# Lidl



## jim3rg (Apr 17, 2015)

On the Lidl website, there is a milk frother and coffee machine for sale soon.

Jim


----------



## froggystyle (Oct 30, 2013)

Quick go buy it.....


----------



## The Systemic Kid (Nov 23, 2012)

Not holding my breath.


----------



## Jumbo Ratty (Jan 12, 2015)

jim3rg said:


> On the Lidl website, there is a milk frother and coffee machine for sale soon.
> 
> Jim


Can you supply a link please ?

No Need, I found it

http://www.lidl.co.uk/en/our-offers-2491.htm?action=showDetail&id=23694


----------



## Kyle548 (Jan 24, 2013)

The Systemic Kid said:


> Not holding my breath.


Here is a feature list;


Prepare barista-quality cups of delicious, aromatic and fresh coffee

With a portafilter system and 15-bar pump pressure for exceptional crema and flavour

Swivelling steam nozzle which can accommodate large cappuccino cups

Espresso scoop and tamper, stainless steel espresso insert and drip tray included




It even has a pressure gauge and site-glass.

Its basically a S/A Pavoni.


----------



## jim3rg (Apr 17, 2015)

Sorry, I was trying to post the link but tapatalk wouldnt let me for some reason.

Jim


----------



## The Systemic Kid (Nov 23, 2012)

Kyle548 said:


> Here is a feature list;
> 
> 
> Prepare barista-quality cups of delicious, aromatic and fresh coffee
> ...


You missed out the 3yr warranty - not bad for £50.00.


----------



## froggystyle (Oct 30, 2013)

### To-do list
1 - Sum up the Lidl coffee machine thread in two sentences.
2 - Carry the Lidl coffee machine thread forward from its last line.
The items after this point come from a separate source.

### Extracted entries
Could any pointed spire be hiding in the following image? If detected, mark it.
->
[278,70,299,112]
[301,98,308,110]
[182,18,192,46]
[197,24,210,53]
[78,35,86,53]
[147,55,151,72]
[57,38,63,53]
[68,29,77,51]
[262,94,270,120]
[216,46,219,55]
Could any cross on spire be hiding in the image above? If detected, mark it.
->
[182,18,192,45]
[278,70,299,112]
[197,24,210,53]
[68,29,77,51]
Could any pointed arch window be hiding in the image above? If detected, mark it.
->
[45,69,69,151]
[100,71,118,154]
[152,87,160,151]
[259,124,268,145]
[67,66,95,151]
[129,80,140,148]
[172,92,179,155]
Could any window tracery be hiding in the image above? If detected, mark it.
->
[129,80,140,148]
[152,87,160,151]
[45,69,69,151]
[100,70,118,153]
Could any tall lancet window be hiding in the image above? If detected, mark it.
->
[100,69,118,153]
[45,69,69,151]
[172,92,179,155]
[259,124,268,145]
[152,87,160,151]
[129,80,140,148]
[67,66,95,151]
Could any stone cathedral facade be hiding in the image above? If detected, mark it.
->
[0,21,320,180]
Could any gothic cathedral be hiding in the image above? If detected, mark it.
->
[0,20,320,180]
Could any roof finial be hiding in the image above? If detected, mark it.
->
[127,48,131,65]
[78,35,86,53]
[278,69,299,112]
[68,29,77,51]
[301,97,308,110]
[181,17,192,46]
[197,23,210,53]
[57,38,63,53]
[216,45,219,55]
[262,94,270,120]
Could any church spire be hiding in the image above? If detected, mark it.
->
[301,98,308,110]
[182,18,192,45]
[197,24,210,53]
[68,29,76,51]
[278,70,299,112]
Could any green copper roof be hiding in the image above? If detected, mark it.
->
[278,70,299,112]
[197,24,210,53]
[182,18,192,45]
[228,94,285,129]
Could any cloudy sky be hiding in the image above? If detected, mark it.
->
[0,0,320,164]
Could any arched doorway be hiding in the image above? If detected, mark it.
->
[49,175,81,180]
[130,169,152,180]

### Answers per task
1 - A forum member reports that the Lidl website will soon sell a milk frother and coffee machine, and another member finds the listing and posts its link. Replies list the machine's features, including a portafilter system with 15-bar pump pressure, a swivelling steam nozzle and a pressure gauge, and point out its three-year warranty at £50.00.

2 -
The Systemic Kid said:


> You missed out the 3yr warranty - not bad for £50.00.


You off to Lidl then?


----------



## The Systemic Kid (Nov 23, 2012)

froggystyle said:


> You off to Lidl then?


Nah, I'll wait for the sales


----------



## NJD1977 (Dec 16, 2014)

Can the OPV mod be done on this?


----------



## spune (Oct 3, 2011)

Stuff the coffee, I want pizza scissors. I knew there was an easier way than using a knife.

http://www.lidl.co.uk/en/our-offers-2491.htm?action=showDetail&id=23703


----------



## glevum (Apr 4, 2013)

NJD1977 said:


> Can the OPV mod be done on this?


Will need a PID on it!


----------



## Kyle548 (Jan 24, 2013)

We laugh, but it's probably at least on par with any other thermoblock and its priced (more) honestly.


----------



## jim3rg (Apr 17, 2015)

It could have been worse, I could have just posted an image of a 300g jar of Nescafe original on special offer.

Jim


----------



## Kyle548 (Jan 24, 2013)

jim3rg said:


> It could have been worse, I could have just posted an image of a 300g jar of Nescafe original on special offer.
> 
> Jim


They have their own brand coffee.

I can't begin to imagine...


----------



## froggystyle (Oct 30, 2013)

Kyle548 said:


> They have their own brand coffee.
> 
> I can't begin to imagine...


Its really grim, think nescafe but 100 times worse!


----------



## aaronb (Nov 16, 2012)

Those pizza scissors are genius! or stupid.


----------



## Daren (Jan 16, 2012)

froggystyle said:


> Its really grim, think nescafe but 100 times worse!


No such thing - you can't get 100 times worse than Néscafe. Physics won't allow it without the universe imploding


----------



## froggystyle (Oct 30, 2013)

Daren, get to lidl and buy some, you will see what I mean!


----------



## urbanbumpkin (Jan 30, 2013)

Daren said:


> No such thing - you can't get 100 times worse than Néscafe. Physics won't allow it without the universe imploding


Creates a Long Black Hole.........


----------



## Kyle548 (Jan 24, 2013)

It siphons you out of existence.


----------



## Jumbo Ratty (Jan 12, 2015)

The Systemic Kid said:


> You missed out the 3yr warranty - not bad for £50.00.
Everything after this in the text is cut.